Better Buy: Bapcor (BAP) Shares vs ARB (ARB) Shares

Companies and indices mentioned:

Bapcor Ltd (ASX:BAP) and ARB Corporation Ltd (ASX:ARB) are two tough competitors in the aftermarket car parts industry and are sometimes touted as shares to beat a recession. Which is the better buy?

About Bapcor And ARB

Bapcor and ARB are both retailers of spare car parts. Bapcor is also a trade services business, supplying mechanics with parts on demand. ARB differs in that it focusses on 4×4 accessories and parts to handle the Aussie outback. It has positioned itself as the largest distributor of 4×4 accessories in Australia.

The Fundamentals

These two businesses have almost exactly the same market capitalisation but there are a few key differences in the fundamentals.

Debt-to-equity: Bapcor has a debt-to-equity ratio of around 50% while ARB reported no debt at the end of the last half year. This has to be a point to ARB for a stronger balance sheet.

Growth rates: Bapcor reported 1H19 revenue growth of 3.2% and an increase of 6.6% for NPAT. Bapcor’s gross margin improved by 1.5% to 47.1%

ARB grew sales revenue by 5.6% in the same period and profit before tax by 5.1%. They reported a profit after tax of $27.3 million, compared to $43.1 million for Bapcor, but Bapcor’s revenue is also about three times higher.

Overall, growth rates were similar but ARB may have been slightly better.

## Data shown:
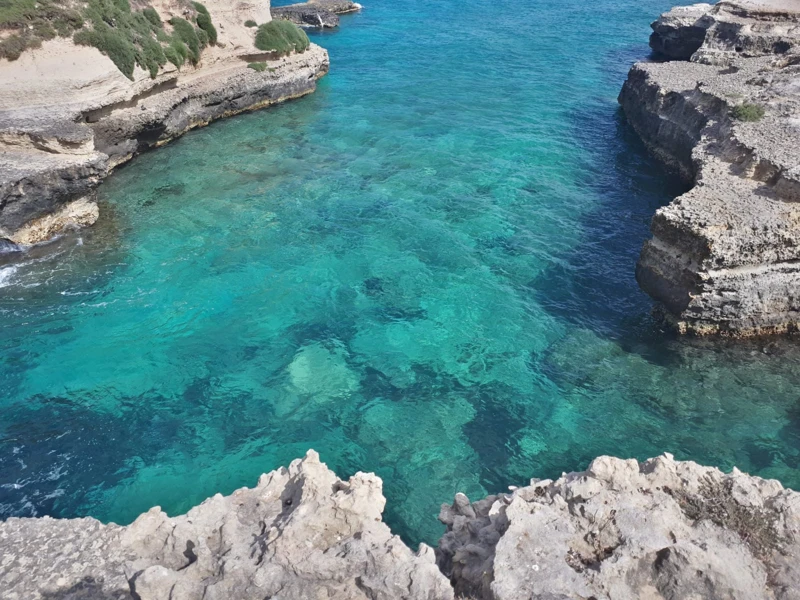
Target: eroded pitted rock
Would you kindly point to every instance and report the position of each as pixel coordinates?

## Instructions for the task:
Reproduce, word for word, the passage of the Bapcor and ARB comparison above that opens with the words containing "ARB grew sales" and closes with "three times higher.".

## Task result:
ARB grew sales revenue by 5.6% in the same period and profit before tax by 5.1%. They reported a profit after tax of $27.3 million, compared to $43.1 million for Bapcor, but Bapcor’s revenue is also about three times higher.